# How to locate "Smart Previews" if links are missing (and no Original files)



## Nicolas Mirguet (Jul 12, 2017)

Hi all. 

So I work for clients (mostly photographers) by doing their post-production.

On Lightroom, we work with Smart Previews only so that it's easier to exchange files. So the client would build Smart Previews, Export Catalog with Smart Previews and send it to me.

Usually, when I open the Catalog, I can see the files, only with Smart Previews and that's fine.

But this time, for one client, I don't get any preview and it's showing me that file is missing. Problem is that when I'm asked to locate the missing file, it's the source file which is being looked for, while I only have the Smart Previews in a separate folder.

Do you have any idea how to relink a Lightroom Catalog to its Smart Previews?

Thanks


----------



## Hal P Anderson (Jul 12, 2017)

If it's only one file missing and the rest are there, then your client probably didn't create a smart preview for that file. If none of the files have smart previews, then he/she didn't create any or didn't send them to you. Or you could have discarded one or more smart previews. In all of those cases, there's nothing you can do in Lightroom to build them. You'll have to get in touch with your client.


----------



## Johan Elzenga (Jul 12, 2017)

You can't 'relink' smart previews. Smart previews are stored in a folder called '<catalog name> smart previews.lrdata', which should be present inside the Lightroom catalog folder. If they don't show while that folder is in the correct place, then there is probably a corruption in this cache.
▬▬▬
-- Instruction 1 --
Give the name of every person who posts in the smart previews thread.
-- Instruction 2 --
Pick up the smart previews thread after its last sentence and write what comes next.
The entries after this come from a different source than the smart previews thread.
▬▬▬
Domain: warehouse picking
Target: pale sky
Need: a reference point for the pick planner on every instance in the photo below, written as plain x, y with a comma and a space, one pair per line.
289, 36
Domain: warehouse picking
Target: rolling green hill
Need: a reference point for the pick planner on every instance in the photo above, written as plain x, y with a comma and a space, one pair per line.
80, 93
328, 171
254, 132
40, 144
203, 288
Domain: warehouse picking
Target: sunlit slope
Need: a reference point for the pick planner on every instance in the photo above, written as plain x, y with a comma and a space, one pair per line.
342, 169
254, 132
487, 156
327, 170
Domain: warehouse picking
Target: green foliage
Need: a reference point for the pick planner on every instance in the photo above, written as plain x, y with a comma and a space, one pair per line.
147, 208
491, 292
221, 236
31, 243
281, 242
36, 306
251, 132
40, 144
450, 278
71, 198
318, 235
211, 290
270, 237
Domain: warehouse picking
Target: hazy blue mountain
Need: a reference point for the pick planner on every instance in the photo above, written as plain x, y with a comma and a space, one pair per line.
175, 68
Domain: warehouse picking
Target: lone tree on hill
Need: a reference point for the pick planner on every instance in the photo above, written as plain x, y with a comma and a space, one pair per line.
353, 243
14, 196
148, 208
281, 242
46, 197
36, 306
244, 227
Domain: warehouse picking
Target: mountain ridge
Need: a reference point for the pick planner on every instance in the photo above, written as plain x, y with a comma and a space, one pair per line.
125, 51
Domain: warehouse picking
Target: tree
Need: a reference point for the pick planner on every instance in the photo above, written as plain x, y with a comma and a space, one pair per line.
▬▬▬
-- Expected answer 1 --
Nicolas Mirguet, Hal P Anderson, Johan Elzenga

-- Expected answer 2 --
----------



## clee01l (Jul 12, 2017)

Welcome to the forum.  Smart Previews reside in a folder that is placed in the same folder as the catalog file. The files are DNG and are limited in size. They are given UUID  (or 'Universally Unique Identifier') names.   The UUID f catalog ile names and path are stored in the LR catalog in a table and indexed with a key back to the originally cataloged file.  So, if you have a Smart Previews folder,  either the folder was improperly copied or the path listed in the catalog file does not exist or the Smart preview DNG was never created.   Assuming that you could do a visual folder scan and locate the DNG, I know of no way to associate that "found" DNG without hacking the database that is the LR catalog file.  Because of   referential integrity constraints on the LR database, you run a high risk of corrupting the catalog. 
You are in my opinion better off asking the client to regenerate the Smart Previews on their end and resend the catalog and the Smart Previews folder


----------



## Nicolas Mirguet (Jul 13, 2017)

Thanks all for your replies and specially Cletus for this very detailed one. I've asked the client to regenerate the Smart Previews. What he has done but I still have the same problem... weird no? Could it be that we don't have the same Lightroom version?


----------



## Johan Elzenga (Jul 13, 2017)

Nicolas Mirguet said:


> Thanks all for your replies and specially Cletus for this very detailed one. I've asked the client to regenerate the Smart Previews. What he has done but I still have the same problem... weird no? Could it be that we don't have the same Lightroom version?



No, that can't be the explanation. In that case you will get a dialog asking you to upgrade the catalog (or you can't open it at all if he has the later version). Most likely the client makes a simple mistake. For example: He has only one image selected when he tells Lightroom to generate smart previews.


----------



## Nicolas Mirguet (Jul 13, 2017)

Ok thanks. But that can't be a problem of files selected as I have 500 plus blank previews when I open the Catalog:
 

And I have the 500 plus Smart Previews in the dedicated folder. But as Cletus said, those are having unique numbers and can't be linked back to the Catalog.

And the client has already done it twice, following the steps I've given to him... really weird.


----------



## johnbeardy (Jul 13, 2017)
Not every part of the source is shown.